* _Page excerpt_
● ● ● ●

Chart: Share price over the year versus ASX200 (XJO)

Tatts lost a Victorian duopoly gaming licence in 2012 and could win $540 million if the State Government doesn’t lodge a final appeal by January – and succeed. This could be up to 38 cents a share, which looks fully discounted in the share price, now close to its recent highs since the GFC. TTS attracts for a yield around 4.5 per cent franked, but that could be achieved elsewhere with more certain and faster growth prospects.

 

James Samson, Lincoln Indicators

BUY RECOMMENDATIONS

Arena REIT (ARF)

Chart: Share price over the year versus ASX200 (XJO)

A real estate investment trust with a focus on properties leased to childcare centres and medical diagnostic facilities. The stable and favourable long term outlook for the childcare and healthcare industries will underpin ARF’s future cash flows and sustain its distributions to security holders. Broadening the tenant base will help manage risks, such as changes to government regulations and potentially weaker profitability of key tenants. We believe the business is well placed to benefit from stability in these underlying tenant industries.

Thorn Group (TGA)

Chart: Share price over the year versus ASX200 (XJO)

Reported a strong interim result for fiscal year 2015 led by a solid performance in the Radio Rentals business and financial services division. Management has reiterated earnings guidance above $30 million for the full year. Key drivers going forward include a shift in the core business (Radio Rentals) towards longer term contracts, growth in receivables and acquisition growth. Future earnings growth will support cash flow and dividend growth, providing an attractive income stream for investors.

HOLD RECOMMENDATIONS

TPG Telecom (TPM) 

Chart: Share price over the year versus ASX200 (XJO)

Had another strong year, but this is somewhat offset by some recent regulatory uncertainty regarding its fibre to the basement strategy. Despite this, the company remains in a strong position to continue on its trajectory. We expect growth to come from net subscriber gains and a higher margin product mix. Furthermore, the company stands to benefit from continuing synergy gains and scale uplift from its AAPT acquisition, which added a significant new corporate segment to the business.

Brambles (BXB)

Chart: Share price over the year versus ASX200 (XJO)

This global logistics business has performed well in recent periods. The company is a beneficiary of a lower Australian dollar and continues to be a preferred exposure to growth in the US economy. While the business is well placed and performing to expectations, with the benefits of additional acquisitions expected to flow through during fiscal year 2015, we believe the current share price is appropriate to accommodate these high expectations at present.

SELL RECOMMENDATIONS

Reckon Limited (RKN)

Chart: Share price over the year versus ASX200 (XJO)

Provides accounting software to the Australian market and competes with the likes of MYOB, Intuit and Xero. We believe RKN may continue to find the market difficult in terms of preserving margins and investing in R&D and product capability at an increased rate. While the company boasts a decent track record for generating cash flow and dividends, we believe that caution is appropriate given market conditions.

Seven Group Holdings (SVW)

Chart: Share price over the year versus ASX200 (XJO)

We argue that Seven Group Holdings is in the unfortunate position of operating two businesses in industries that are facing significant challenges. The company’s interest in WesTrac Group is subject to mining and construction expenditure cuts and the pain is being felt. Seven West Media continues to face structural challenges, as traditional broadcast media advertising markets remain uncertain. We believe investors should consider businesses that aren’t facing such strong challenges.

Please note that TheBull.com.au simply publishes broker recommendations on this page. The publication of these recommendations does not in any way constitute a recommendation on the part of TheBull.com.au. You should seek professional advice before making any investment decisions.

● ● ● ●

* _Dataset extract_
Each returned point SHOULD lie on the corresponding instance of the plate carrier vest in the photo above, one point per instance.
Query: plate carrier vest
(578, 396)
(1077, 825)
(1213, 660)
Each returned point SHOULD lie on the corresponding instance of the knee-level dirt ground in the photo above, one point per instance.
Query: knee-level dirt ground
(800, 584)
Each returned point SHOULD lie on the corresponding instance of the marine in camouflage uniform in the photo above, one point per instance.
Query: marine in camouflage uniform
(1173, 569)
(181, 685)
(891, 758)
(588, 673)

● ● ● ●

* _What you have to do_
According to the broker recommendations page, why should investors be cautious about Seven Group Holdings (SVW)? Answer in one to three sentences. The rows are separate material, unrelated to the broker recommendations page.

* _Response area_
Seven Group Holdings runs two businesses in industries facing significant challenges. Its interest in WesTrac Group is exposed to cuts in mining and construction expenditure. Seven West Media faces structural challenges because traditional broadcast media advertising markets remain uncertain.